● **What is being asked**:
Copy every row below word for word, leaving out the pictures.

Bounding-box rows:

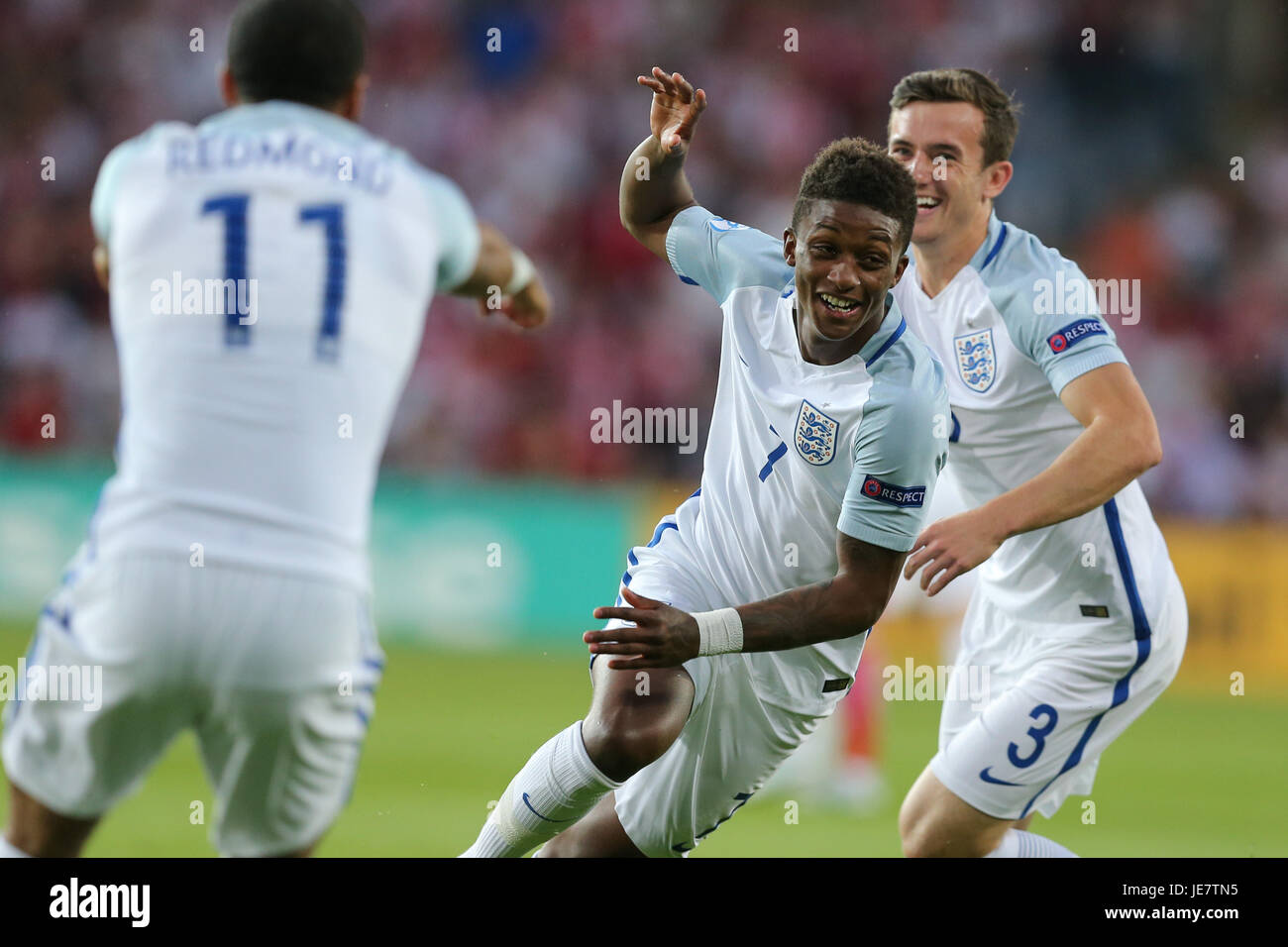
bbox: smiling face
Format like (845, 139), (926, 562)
(783, 200), (909, 365)
(889, 102), (1012, 248)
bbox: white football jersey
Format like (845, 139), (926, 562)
(894, 214), (1173, 639)
(90, 100), (480, 590)
(664, 207), (948, 691)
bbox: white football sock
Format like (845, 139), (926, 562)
(0, 835), (31, 858)
(461, 720), (621, 858)
(984, 828), (1078, 858)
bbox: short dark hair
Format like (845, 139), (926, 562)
(793, 138), (917, 254)
(228, 0), (368, 108)
(890, 69), (1020, 167)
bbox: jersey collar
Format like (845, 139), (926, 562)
(859, 292), (909, 368)
(967, 210), (1010, 273)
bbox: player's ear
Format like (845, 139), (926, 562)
(219, 63), (241, 108)
(983, 161), (1015, 200)
(338, 72), (371, 121)
(890, 250), (909, 288)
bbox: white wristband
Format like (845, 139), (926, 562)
(693, 608), (742, 657)
(501, 246), (537, 296)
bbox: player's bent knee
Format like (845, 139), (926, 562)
(583, 668), (693, 781)
(583, 702), (684, 783)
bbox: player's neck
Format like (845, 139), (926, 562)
(912, 215), (989, 299)
(793, 305), (885, 365)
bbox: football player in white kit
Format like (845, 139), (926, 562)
(0, 0), (549, 856)
(889, 69), (1186, 857)
(465, 68), (948, 857)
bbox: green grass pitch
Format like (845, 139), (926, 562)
(0, 627), (1288, 858)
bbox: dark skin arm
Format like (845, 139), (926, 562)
(618, 65), (707, 261)
(583, 532), (909, 670)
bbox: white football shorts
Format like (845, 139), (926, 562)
(591, 530), (854, 858)
(3, 548), (383, 856)
(930, 575), (1188, 819)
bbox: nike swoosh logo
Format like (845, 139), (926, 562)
(523, 792), (572, 822)
(978, 767), (1024, 789)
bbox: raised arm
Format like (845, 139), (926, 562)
(619, 65), (707, 261)
(584, 532), (907, 670)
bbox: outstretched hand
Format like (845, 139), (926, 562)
(635, 65), (707, 155)
(583, 588), (698, 672)
(480, 274), (550, 329)
(903, 507), (1006, 596)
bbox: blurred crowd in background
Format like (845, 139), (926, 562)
(0, 0), (1288, 519)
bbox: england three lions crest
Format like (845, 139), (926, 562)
(953, 329), (997, 394)
(796, 401), (841, 467)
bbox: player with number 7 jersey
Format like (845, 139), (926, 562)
(467, 68), (949, 857)
(4, 0), (549, 856)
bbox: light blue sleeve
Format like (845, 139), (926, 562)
(666, 206), (793, 303)
(89, 135), (152, 244)
(421, 168), (482, 292)
(988, 235), (1138, 395)
(836, 355), (952, 553)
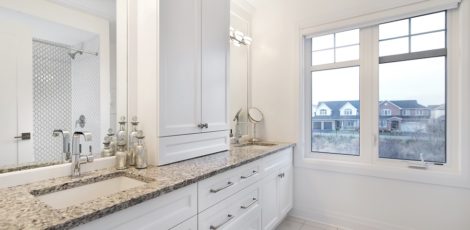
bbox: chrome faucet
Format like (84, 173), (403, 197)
(52, 129), (70, 161)
(71, 132), (94, 177)
(232, 108), (243, 144)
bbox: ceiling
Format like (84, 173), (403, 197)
(48, 0), (116, 22)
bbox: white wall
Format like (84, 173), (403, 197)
(250, 0), (470, 229)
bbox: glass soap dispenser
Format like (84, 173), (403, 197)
(135, 130), (147, 169)
(116, 116), (127, 148)
(107, 129), (117, 156)
(116, 138), (127, 170)
(101, 136), (114, 157)
(127, 116), (139, 165)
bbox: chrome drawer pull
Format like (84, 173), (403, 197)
(210, 214), (235, 230)
(240, 170), (258, 179)
(240, 198), (258, 209)
(210, 181), (233, 193)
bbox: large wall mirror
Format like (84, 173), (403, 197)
(0, 0), (127, 172)
(229, 1), (251, 139)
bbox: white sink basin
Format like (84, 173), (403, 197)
(37, 176), (146, 209)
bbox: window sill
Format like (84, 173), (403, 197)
(295, 154), (470, 189)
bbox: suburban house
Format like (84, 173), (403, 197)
(312, 100), (436, 132)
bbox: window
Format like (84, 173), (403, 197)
(309, 29), (360, 156)
(312, 29), (359, 66)
(304, 11), (448, 165)
(379, 12), (447, 163)
(382, 109), (392, 116)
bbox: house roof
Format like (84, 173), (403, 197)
(318, 101), (360, 110)
(313, 101), (360, 120)
(382, 100), (426, 109)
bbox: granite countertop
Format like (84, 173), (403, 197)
(0, 143), (294, 229)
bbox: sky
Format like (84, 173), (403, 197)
(312, 57), (445, 106)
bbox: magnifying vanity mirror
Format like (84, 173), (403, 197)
(0, 0), (127, 173)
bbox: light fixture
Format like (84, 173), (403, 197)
(230, 27), (253, 47)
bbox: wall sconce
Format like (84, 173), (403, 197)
(230, 27), (253, 47)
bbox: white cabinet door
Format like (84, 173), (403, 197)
(159, 0), (201, 136)
(227, 206), (261, 230)
(201, 0), (230, 132)
(0, 21), (33, 166)
(279, 164), (293, 217)
(260, 173), (279, 230)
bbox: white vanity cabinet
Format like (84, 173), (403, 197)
(260, 150), (293, 230)
(76, 184), (197, 230)
(77, 148), (293, 230)
(130, 0), (230, 165)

● **Answer to the task**:
bbox: smiling face
Format like (845, 139), (926, 562)
(783, 200), (909, 365)
(889, 102), (1012, 248)
bbox: white football jersey
Format like (845, 139), (926, 562)
(894, 214), (1173, 639)
(90, 100), (480, 590)
(664, 207), (948, 691)
bbox: white football sock
Format like (845, 139), (926, 562)
(0, 835), (31, 858)
(461, 720), (621, 858)
(984, 828), (1078, 858)
bbox: short dark hair
Format like (845, 139), (926, 562)
(793, 138), (917, 254)
(228, 0), (368, 108)
(890, 69), (1020, 167)
bbox: jersey collar
Format like (845, 139), (926, 562)
(859, 292), (909, 368)
(967, 210), (1010, 273)
bbox: player's ear
Format like (845, 139), (926, 562)
(219, 63), (241, 108)
(983, 161), (1015, 200)
(338, 72), (371, 121)
(890, 250), (909, 288)
bbox: white wristband
Format like (845, 139), (926, 562)
(693, 608), (742, 657)
(501, 246), (537, 296)
bbox: player's bent knee
Format like (845, 139), (926, 562)
(583, 668), (693, 781)
(583, 702), (684, 783)
bbox: player's neck
Format like (845, 139), (926, 562)
(912, 215), (989, 299)
(793, 305), (885, 365)
bbox: football player in white kit
Format like (845, 139), (926, 562)
(0, 0), (549, 856)
(889, 69), (1186, 857)
(465, 68), (948, 857)
bbox: green grass pitch
Format like (845, 139), (926, 562)
(0, 627), (1288, 858)
bbox: dark skin arm
Format like (845, 139), (926, 562)
(618, 65), (707, 261)
(583, 532), (909, 670)
bbox: white football shorts
Format like (845, 139), (926, 562)
(591, 530), (854, 858)
(3, 548), (383, 856)
(930, 575), (1188, 819)
bbox: nike swoosh logo
Format like (845, 139), (926, 562)
(523, 792), (572, 822)
(978, 767), (1024, 789)
bbox: raised arm
Format like (845, 139), (926, 562)
(619, 65), (707, 261)
(584, 532), (907, 670)
bbox: outstretched hand
Format like (845, 139), (926, 562)
(635, 65), (707, 155)
(583, 588), (698, 672)
(480, 274), (550, 329)
(903, 507), (1006, 596)
bbox: blurred crowd in background
Format like (845, 139), (926, 562)
(0, 0), (1288, 519)
bbox: england three lions crest
Format like (845, 139), (926, 562)
(953, 329), (997, 394)
(796, 401), (841, 467)
bbox: player with number 7 jersey
Format like (845, 139), (926, 562)
(467, 68), (949, 857)
(4, 0), (549, 856)
bbox: light blue sleeve
Format like (845, 139), (926, 562)
(666, 206), (793, 303)
(89, 135), (152, 244)
(421, 168), (482, 292)
(988, 235), (1138, 395)
(836, 355), (952, 553)
bbox: chrome faucet
Format like (84, 173), (403, 197)
(52, 129), (70, 161)
(71, 132), (94, 177)
(232, 108), (243, 144)
bbox: ceiling
Format like (84, 173), (403, 197)
(48, 0), (116, 22)
bbox: white wall
Format like (84, 173), (403, 197)
(250, 0), (470, 229)
bbox: glass soap dispenser
Format like (84, 173), (403, 197)
(135, 130), (147, 169)
(116, 116), (127, 148)
(107, 129), (117, 156)
(116, 138), (127, 170)
(101, 136), (114, 157)
(127, 116), (139, 165)
bbox: chrome drawer pull
Format like (84, 173), (403, 197)
(210, 214), (235, 230)
(240, 170), (258, 179)
(240, 198), (258, 209)
(210, 181), (233, 193)
bbox: large wall mirror
Format like (84, 173), (403, 197)
(0, 0), (127, 172)
(229, 1), (251, 139)
bbox: white sink basin
Format like (84, 173), (403, 197)
(37, 176), (146, 209)
bbox: window sill
Format like (84, 173), (403, 197)
(295, 154), (470, 189)
bbox: suburban house
Format like (84, 173), (403, 197)
(312, 100), (436, 132)
bbox: window
Format like (84, 173), (403, 197)
(309, 29), (360, 156)
(312, 29), (359, 66)
(304, 11), (448, 165)
(379, 12), (447, 163)
(382, 109), (392, 116)
bbox: house roof
Format like (84, 173), (403, 197)
(318, 101), (360, 110)
(313, 101), (360, 120)
(382, 100), (426, 109)
bbox: granite countertop
Format like (84, 173), (403, 197)
(0, 143), (294, 229)
bbox: sky
Format like (84, 173), (403, 197)
(312, 57), (445, 106)
bbox: magnifying vanity mirror
Format like (84, 173), (403, 197)
(0, 0), (127, 173)
bbox: light fixture
Format like (84, 173), (403, 197)
(230, 27), (253, 47)
bbox: wall sconce
Format like (84, 173), (403, 197)
(230, 27), (253, 47)
bbox: white cabinet door
Format like (84, 173), (403, 197)
(159, 0), (201, 136)
(227, 206), (261, 230)
(201, 0), (230, 132)
(0, 21), (33, 166)
(279, 164), (293, 217)
(260, 173), (279, 230)
bbox: white vanity cabinet
Format like (84, 173), (403, 197)
(260, 150), (293, 230)
(76, 184), (197, 230)
(77, 148), (293, 230)
(130, 0), (230, 165)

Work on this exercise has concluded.